Défi = Relevez chaque ligne des enregistrements où figure le mot « soccer », puis recopiez-la.
─── Enregistrements conservés ───
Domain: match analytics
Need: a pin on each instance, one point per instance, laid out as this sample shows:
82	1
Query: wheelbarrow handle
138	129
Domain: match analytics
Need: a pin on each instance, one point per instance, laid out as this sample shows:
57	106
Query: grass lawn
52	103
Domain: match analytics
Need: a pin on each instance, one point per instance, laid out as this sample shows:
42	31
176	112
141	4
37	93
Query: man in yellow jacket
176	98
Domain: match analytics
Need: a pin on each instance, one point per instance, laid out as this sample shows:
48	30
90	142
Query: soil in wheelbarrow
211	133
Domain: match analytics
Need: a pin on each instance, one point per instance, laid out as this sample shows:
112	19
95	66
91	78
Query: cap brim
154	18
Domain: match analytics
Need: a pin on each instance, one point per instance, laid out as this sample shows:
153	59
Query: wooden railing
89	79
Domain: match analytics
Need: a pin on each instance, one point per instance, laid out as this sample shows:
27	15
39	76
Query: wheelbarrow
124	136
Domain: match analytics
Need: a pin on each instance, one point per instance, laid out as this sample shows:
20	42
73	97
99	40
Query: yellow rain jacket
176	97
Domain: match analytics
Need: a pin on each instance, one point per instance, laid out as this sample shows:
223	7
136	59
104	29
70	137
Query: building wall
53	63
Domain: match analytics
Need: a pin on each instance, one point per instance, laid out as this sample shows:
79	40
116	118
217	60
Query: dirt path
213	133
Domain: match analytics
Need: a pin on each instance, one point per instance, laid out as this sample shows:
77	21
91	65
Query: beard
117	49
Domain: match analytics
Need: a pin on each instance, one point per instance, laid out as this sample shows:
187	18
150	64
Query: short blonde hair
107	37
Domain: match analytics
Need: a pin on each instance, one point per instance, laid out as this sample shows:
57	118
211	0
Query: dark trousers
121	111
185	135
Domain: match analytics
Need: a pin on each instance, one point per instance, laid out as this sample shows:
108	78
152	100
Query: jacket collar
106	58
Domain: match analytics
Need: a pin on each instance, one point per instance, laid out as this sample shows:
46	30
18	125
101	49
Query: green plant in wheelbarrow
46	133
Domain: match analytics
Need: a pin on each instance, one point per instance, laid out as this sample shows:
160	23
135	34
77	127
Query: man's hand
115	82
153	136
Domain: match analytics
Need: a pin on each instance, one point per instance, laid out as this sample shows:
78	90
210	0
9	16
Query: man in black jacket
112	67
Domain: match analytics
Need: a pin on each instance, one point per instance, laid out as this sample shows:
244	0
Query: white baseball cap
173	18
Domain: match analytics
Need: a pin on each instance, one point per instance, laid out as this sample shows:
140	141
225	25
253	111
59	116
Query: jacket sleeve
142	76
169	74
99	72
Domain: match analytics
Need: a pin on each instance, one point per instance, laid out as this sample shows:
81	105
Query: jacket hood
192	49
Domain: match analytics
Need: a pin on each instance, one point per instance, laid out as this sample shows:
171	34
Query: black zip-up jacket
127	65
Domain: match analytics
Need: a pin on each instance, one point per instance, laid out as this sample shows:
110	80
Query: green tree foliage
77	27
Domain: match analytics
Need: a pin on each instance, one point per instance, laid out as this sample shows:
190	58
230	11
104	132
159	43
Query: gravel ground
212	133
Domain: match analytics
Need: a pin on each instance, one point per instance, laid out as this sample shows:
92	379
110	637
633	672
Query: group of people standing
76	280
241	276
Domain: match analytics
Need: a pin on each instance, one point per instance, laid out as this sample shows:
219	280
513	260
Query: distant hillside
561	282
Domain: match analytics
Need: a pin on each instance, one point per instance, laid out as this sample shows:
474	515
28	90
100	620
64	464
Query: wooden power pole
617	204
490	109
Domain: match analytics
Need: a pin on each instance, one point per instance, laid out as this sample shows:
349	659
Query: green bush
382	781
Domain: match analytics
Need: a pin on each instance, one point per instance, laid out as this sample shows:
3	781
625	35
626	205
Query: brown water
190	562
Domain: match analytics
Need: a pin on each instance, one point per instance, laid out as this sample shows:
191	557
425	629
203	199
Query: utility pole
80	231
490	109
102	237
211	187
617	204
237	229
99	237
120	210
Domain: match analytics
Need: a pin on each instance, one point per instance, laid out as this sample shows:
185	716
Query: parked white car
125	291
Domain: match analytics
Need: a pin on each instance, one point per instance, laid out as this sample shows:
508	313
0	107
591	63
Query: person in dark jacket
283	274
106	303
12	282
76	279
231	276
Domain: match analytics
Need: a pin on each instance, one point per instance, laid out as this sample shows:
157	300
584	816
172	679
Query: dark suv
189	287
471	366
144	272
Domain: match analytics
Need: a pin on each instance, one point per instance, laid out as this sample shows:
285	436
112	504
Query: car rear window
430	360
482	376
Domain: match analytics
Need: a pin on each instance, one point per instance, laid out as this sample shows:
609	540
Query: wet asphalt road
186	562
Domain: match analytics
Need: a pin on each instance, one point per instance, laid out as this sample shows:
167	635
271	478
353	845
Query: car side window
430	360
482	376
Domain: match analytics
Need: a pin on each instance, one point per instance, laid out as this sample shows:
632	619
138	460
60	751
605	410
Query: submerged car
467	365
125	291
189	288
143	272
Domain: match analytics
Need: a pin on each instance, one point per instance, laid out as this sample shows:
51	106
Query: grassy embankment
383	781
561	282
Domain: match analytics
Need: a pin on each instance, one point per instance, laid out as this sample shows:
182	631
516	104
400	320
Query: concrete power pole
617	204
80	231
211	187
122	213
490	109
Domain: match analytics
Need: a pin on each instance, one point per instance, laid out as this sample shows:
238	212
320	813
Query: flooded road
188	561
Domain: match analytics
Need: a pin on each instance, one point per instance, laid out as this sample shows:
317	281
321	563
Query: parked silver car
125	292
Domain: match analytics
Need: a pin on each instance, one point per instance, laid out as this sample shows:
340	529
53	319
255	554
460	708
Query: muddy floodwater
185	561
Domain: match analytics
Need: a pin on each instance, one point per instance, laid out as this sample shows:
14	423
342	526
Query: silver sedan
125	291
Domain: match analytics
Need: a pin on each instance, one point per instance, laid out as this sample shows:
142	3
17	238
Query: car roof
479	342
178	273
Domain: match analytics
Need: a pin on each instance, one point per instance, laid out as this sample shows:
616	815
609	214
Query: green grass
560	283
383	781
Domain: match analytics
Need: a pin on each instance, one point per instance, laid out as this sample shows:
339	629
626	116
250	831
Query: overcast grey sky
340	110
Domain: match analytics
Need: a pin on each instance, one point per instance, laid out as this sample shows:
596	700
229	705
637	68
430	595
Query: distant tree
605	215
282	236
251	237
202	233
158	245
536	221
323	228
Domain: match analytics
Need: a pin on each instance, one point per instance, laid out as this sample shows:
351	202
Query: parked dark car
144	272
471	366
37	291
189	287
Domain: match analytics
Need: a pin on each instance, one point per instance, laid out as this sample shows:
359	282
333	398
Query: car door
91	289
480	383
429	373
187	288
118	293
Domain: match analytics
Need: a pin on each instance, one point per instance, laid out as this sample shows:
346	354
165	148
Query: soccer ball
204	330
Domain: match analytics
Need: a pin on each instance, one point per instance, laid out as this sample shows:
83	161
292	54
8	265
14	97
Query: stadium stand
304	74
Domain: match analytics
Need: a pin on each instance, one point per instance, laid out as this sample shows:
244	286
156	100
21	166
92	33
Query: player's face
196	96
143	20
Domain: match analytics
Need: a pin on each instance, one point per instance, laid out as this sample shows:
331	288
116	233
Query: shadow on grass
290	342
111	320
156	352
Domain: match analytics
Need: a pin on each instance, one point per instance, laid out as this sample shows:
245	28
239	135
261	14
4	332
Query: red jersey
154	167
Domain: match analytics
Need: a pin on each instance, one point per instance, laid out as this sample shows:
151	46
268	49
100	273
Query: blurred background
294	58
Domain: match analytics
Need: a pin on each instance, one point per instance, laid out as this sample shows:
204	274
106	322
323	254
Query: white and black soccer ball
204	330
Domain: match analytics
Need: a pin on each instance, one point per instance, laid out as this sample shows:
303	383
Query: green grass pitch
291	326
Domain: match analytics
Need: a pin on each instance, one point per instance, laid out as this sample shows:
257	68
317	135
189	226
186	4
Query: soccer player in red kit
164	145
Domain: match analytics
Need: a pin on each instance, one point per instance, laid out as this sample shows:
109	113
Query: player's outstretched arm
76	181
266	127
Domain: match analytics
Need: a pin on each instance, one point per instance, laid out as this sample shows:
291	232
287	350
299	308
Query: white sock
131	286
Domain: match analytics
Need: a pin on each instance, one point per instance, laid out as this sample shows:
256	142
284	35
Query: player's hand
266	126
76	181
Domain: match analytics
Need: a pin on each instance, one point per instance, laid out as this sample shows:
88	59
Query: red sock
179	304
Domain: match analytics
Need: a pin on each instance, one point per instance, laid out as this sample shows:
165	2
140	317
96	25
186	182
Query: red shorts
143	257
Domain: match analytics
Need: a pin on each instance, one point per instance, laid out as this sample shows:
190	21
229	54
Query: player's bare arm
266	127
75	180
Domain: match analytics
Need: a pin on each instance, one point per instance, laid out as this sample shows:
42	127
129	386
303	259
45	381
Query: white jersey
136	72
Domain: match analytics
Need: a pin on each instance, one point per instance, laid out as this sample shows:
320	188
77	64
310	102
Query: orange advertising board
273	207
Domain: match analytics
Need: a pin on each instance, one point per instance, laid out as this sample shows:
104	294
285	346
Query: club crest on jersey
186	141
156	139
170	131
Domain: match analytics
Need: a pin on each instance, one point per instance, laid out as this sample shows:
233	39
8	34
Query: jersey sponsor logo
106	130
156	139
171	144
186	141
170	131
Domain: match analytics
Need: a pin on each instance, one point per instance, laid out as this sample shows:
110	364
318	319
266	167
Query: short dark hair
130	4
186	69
───
Solution rédigée =
Query: soccer ball
Query: white and black soccer ball
Query: soccer player in red kit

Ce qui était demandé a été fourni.